Items from a data source
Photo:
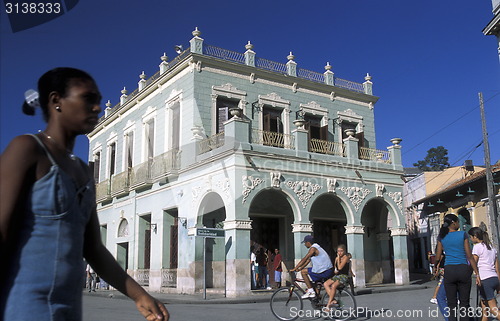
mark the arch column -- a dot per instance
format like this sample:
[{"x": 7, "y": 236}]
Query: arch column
[
  {"x": 384, "y": 239},
  {"x": 401, "y": 273},
  {"x": 355, "y": 245},
  {"x": 300, "y": 230},
  {"x": 237, "y": 257}
]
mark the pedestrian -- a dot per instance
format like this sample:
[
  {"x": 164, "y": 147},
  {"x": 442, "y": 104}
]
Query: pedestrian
[
  {"x": 457, "y": 271},
  {"x": 48, "y": 212},
  {"x": 262, "y": 261},
  {"x": 341, "y": 277},
  {"x": 487, "y": 262},
  {"x": 431, "y": 258},
  {"x": 91, "y": 278},
  {"x": 322, "y": 267},
  {"x": 277, "y": 267},
  {"x": 253, "y": 267}
]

About this task :: Could you print all the entries exactly as they stand, with the pictures left out?

Result below ::
Photo:
mark the arch column -- a dot per instance
format like this sample:
[{"x": 7, "y": 236}]
Query: arch column
[
  {"x": 384, "y": 239},
  {"x": 401, "y": 273},
  {"x": 355, "y": 245},
  {"x": 300, "y": 230},
  {"x": 237, "y": 257}
]
mark the pedestrian -- a dot per instance
format like this sample:
[
  {"x": 164, "y": 147},
  {"x": 442, "y": 104}
]
Query: pedestrian
[
  {"x": 457, "y": 271},
  {"x": 48, "y": 212},
  {"x": 262, "y": 261},
  {"x": 341, "y": 277},
  {"x": 487, "y": 262},
  {"x": 431, "y": 258},
  {"x": 91, "y": 278},
  {"x": 322, "y": 267},
  {"x": 277, "y": 267},
  {"x": 253, "y": 267}
]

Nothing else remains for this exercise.